→ **Required action 1**
Answer these questions from the text on the first hospital of the Americas:
(a) By whose order was the hospital constructed?
(b) Who replaced Columbus as governor?
(c) How many colonists arrived with Ovando from Spain?
→ **Required action 2**
Recast the paragraph of the text on the first hospital of the Americas that begins "Ovando arrived in" as a short bulleted list that keeps its main facts.
→ **Required action 3**
In the text on the first hospital of the Americas, swap "Columbus" for "the Admiral" and give the part that opens with the words containing "A place of mercy" and closes with "later by Ovando.".

[Opening Extract to read section]

A place of mercy built under a reign of terror, what many consider to be the first hospital of the Americas was constructed in 1503-1508 by order of Nicolas de Ovando, Spanish soldier, knight, and Governor of the Indies. Only a few years had passed since Columbus was removed from governorship of the island in chains, accused of gross abuses of power. Columbus was replaced by Francisco de Bobadilla, who was replaced just a few years later by Ovando.
Ovando arrived in Hispanola (now the Dominican Republic) from Spain with 2,500 colonists, including a young Francisco Pizarro, not yet a conquistador. The colony also included the Dominican priest Bartolomé de las Casas who would go on to write about the plight of the natives and African slaves to be amongst the first human rights activists of the new world.

[Closing Extract to read section]
[Opening Material provided section]

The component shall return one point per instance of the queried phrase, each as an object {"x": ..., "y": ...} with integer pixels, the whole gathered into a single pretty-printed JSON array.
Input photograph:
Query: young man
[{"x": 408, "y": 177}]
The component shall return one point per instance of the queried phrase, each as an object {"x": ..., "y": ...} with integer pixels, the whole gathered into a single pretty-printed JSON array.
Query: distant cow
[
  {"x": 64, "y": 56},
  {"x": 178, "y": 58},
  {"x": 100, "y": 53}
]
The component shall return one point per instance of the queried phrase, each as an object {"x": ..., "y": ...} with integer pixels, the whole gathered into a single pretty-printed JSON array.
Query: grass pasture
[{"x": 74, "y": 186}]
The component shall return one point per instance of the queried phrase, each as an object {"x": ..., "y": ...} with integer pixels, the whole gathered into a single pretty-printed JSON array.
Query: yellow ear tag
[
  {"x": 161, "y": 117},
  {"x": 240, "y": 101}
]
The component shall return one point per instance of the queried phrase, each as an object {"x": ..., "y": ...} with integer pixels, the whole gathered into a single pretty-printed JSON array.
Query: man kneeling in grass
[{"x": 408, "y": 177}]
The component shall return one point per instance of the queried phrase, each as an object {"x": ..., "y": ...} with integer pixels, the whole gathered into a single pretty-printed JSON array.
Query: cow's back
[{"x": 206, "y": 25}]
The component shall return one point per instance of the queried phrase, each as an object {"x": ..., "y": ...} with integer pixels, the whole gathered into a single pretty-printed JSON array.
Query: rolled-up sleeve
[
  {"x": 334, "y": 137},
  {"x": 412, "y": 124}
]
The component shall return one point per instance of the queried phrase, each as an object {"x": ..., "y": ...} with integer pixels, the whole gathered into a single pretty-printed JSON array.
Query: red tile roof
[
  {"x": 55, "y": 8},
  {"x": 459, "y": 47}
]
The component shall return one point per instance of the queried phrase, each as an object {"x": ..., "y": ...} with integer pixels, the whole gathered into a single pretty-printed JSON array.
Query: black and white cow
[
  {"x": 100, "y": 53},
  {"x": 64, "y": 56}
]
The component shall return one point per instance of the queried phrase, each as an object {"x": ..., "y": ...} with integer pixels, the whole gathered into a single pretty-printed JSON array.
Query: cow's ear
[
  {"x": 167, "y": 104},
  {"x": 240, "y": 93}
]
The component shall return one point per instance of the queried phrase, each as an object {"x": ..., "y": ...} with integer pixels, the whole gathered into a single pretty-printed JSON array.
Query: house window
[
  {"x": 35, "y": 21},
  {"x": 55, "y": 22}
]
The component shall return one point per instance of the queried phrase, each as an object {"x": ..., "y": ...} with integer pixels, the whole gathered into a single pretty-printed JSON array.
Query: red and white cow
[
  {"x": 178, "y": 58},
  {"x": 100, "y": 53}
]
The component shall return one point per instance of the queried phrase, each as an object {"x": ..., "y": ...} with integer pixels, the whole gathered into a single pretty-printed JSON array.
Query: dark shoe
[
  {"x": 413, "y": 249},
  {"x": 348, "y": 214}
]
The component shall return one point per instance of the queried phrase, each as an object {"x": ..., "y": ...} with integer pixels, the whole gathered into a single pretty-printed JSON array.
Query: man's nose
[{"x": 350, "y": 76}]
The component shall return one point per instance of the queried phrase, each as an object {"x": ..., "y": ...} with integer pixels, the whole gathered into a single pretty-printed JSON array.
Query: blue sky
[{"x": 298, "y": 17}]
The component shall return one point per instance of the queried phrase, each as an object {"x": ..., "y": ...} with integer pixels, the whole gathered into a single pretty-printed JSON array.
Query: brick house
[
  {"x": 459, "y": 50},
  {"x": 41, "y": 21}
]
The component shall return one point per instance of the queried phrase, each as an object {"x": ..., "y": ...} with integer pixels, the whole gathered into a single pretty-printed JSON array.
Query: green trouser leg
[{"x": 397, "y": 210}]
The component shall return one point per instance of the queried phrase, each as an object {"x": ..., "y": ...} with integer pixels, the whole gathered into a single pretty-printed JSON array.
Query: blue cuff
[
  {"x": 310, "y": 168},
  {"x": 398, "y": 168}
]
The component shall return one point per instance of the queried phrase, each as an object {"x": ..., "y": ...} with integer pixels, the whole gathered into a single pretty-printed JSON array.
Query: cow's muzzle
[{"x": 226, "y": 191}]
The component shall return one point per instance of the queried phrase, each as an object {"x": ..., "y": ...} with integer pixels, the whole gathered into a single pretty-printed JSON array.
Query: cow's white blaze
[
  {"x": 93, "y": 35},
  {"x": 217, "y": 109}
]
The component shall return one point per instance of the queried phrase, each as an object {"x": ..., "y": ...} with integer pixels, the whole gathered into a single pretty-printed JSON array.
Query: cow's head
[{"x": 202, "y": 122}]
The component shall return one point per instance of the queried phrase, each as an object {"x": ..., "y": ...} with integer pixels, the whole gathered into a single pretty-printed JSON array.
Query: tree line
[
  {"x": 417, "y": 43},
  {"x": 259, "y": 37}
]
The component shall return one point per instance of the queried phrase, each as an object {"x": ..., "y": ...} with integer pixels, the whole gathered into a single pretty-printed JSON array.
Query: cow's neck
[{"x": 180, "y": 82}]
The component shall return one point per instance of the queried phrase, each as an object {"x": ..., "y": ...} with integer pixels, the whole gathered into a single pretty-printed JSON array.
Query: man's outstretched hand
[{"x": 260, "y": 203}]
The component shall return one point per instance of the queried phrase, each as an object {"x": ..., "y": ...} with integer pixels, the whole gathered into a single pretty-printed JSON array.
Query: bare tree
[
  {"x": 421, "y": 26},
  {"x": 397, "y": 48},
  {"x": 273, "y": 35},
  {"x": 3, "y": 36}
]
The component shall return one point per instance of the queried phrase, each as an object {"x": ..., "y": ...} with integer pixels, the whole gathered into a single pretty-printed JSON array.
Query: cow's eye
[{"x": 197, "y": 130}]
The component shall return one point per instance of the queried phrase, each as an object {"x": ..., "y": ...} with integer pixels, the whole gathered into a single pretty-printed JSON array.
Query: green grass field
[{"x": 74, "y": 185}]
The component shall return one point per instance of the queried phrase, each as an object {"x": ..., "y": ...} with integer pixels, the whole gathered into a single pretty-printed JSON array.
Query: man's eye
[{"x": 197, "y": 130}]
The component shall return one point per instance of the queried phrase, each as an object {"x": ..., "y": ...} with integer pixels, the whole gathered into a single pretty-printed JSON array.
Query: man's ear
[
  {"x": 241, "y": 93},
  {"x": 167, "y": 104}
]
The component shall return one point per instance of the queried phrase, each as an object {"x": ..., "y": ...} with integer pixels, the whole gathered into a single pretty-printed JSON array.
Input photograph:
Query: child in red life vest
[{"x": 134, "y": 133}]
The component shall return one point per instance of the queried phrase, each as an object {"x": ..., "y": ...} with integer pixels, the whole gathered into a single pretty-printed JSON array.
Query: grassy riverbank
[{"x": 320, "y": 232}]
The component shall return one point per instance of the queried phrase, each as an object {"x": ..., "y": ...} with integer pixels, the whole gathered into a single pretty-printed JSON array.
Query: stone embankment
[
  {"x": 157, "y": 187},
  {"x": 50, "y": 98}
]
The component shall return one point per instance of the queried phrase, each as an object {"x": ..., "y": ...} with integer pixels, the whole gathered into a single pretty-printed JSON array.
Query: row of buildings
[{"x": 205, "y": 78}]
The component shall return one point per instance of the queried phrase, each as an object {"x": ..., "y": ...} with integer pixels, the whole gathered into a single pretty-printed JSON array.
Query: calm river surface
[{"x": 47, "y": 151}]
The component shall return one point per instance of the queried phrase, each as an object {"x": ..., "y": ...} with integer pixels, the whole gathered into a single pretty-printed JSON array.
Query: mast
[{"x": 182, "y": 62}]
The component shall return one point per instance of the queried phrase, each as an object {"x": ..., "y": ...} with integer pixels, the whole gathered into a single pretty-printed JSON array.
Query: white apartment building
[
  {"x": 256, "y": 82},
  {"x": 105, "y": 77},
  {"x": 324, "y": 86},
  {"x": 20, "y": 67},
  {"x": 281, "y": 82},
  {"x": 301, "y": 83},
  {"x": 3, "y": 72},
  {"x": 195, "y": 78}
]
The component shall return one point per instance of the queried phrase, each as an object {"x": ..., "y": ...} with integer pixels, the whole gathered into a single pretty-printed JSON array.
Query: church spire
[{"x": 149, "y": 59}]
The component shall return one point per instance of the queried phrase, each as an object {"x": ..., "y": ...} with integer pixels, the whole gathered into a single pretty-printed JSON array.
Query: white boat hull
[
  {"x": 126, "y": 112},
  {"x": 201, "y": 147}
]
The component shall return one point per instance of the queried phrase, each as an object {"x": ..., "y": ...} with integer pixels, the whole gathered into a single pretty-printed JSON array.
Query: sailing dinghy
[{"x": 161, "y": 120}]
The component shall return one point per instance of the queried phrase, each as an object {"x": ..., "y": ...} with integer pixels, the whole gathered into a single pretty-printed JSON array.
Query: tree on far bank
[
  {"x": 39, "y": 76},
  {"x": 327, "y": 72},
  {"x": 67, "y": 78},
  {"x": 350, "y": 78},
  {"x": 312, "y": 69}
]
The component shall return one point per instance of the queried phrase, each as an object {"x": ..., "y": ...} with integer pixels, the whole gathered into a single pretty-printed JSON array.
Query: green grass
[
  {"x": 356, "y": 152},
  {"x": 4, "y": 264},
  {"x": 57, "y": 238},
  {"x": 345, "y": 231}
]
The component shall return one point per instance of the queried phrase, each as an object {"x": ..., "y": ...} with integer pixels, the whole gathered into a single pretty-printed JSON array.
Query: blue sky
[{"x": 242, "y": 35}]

[Closing Material provided section]

→ **Exercise output 1**
(a) Nicolas de Ovando
(b) Francisco de Bobadilla
(c) 2,500

→ **Exercise output 2**
- Ovando came from Spain to Hispanola, now the Dominican Republic, with 2,500 colonists.
- Among them was a young Francisco Pizarro, not yet a conquistador.
- The colony also included the Dominican priest Bartolomé de las Casas.
- Las Casas would go on to write about the plight of the natives and African slaves, becoming one of the first human rights activists of the new world.

→ **Exercise output 3**
A place of mercy built under a reign of terror, what many consider to be the first hospital of the Americas was constructed in 1503-1508 by order of Nicolas de Ovando, Spanish soldier, knight, and Governor of the Indies. Only a few years had passed since the Admiral was removed from governorship of the island in chains, accused of gross abuses of power. the Admiral was replaced by Francisco de Bobadilla, who was replaced just a few years later by Ovando.